Task requirements
- a) Rewrite the C file-reading question from "I have 5 different" down to "in the end.", replacing "different letters" with "distinct letters".
- b) Continue the question about the C read() and lseek problem from the point where it stops.

C - Function read(file,buffer,bytes to read) breaking a string

725 views Asked by At

I'm trying to read a file with 1024 lines with 9 times the same letter in each line and returning if it finds a line that doesn't match this terms.

The file is as follow but with 1024 lines:

eeeeeeeee
eeeeeeeee
eeeeeeeee

Code:

fd = open(fileName, O_RDONLY);
lseek(fd,0,SEEK_SET);


if(flock(fd, LOCK_SH) == -1)
        perror("error on file lock");

if(fd != 0){

    read(fd, lineFromFile, (sizeof(char)*10));
    arguments->charRead = lineFromFile[0];

    for(i=0; i < 1024; i++){        
        var = read(fd, toReadFromFile, (sizeof(char)*10));  
        if(strncmp(toReadFromFile,lineFromFile,10) != 0 || var < 10){           

            arguments->result = -1;
            printf("%s \n\n",toReadFromFile);
            printf("%s \n",lineFromFile);
            printf("i %d var %d  \n",i,var);                
            free(toReadFromFile);
            free(lineFromFile);
            return ;
        }                       
    }
}

Output:

> eeeee
eeee 

eeeee
eeee 
i 954 var 6 

I have 5 different files with different letters and every single one gives this output in that specific line (954) and the line is correct with the letter writen 9 times with a \n in the end.

Any ideas why this could be happening? If i don't use the lseek it works fine but i need the lseek to divide the file in several parts to be tested by different threads. I put the 0 index in the lseek for simplification to show you guys.

Thanks.

Stored data
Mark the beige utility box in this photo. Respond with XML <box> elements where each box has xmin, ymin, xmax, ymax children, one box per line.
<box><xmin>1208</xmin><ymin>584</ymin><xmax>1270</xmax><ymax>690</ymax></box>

The answers
- a)
I have 5 different files with distinct letters and every single one gives this output in that specific line (954) and the line is correct with the letter writen 9 times with a \n in the end.

- b)
2

There are 2 answers

3
JS1 On BEST ANSWER

It looks like you are looking for "eeeee\neeee" instead of "eeeeeeeee\n". Which means your file should should start like this:

eeeee
eeeeeeeee
eeeeeeeee

and end like this:

eeeeeeeee
eeee

If your file ends like this:

eeeeeeeee
eeeeeeeee

Then when you get to the last line, it will fail because you will only read "eeeee\n" instead of "eeeee\neeee".

Given the new information in your comment, I believe the problem is that you should not be seeking to the middle of lines (in this case 342 and 684). You should seek to an even multiple of the expected string (like 340 and 680). Also, line 954 is not where the problem happened. It should be line 954 + X, where X is the line you seeked to.

2
John Bollinger On

Whatever other problems your program may have, it certainly has this: the read() function is not guaranteed to read the full number of bytes requested. It will read at least one unless it encounters an error or the end of the file, and under many circumstances it does read the full number of bytes requested, but even when there are enough bytes remaining before the end of the file, read() may read fewer bytes than requested.

The comments urging you to use a higher-level function instead are well considered, but if you are for some reason obligated to use read() then you must watch for cases where fewer bytes are read than requested, and handle them by reading additional bytes into the unused tail end of the buffer. Possibly multiple times.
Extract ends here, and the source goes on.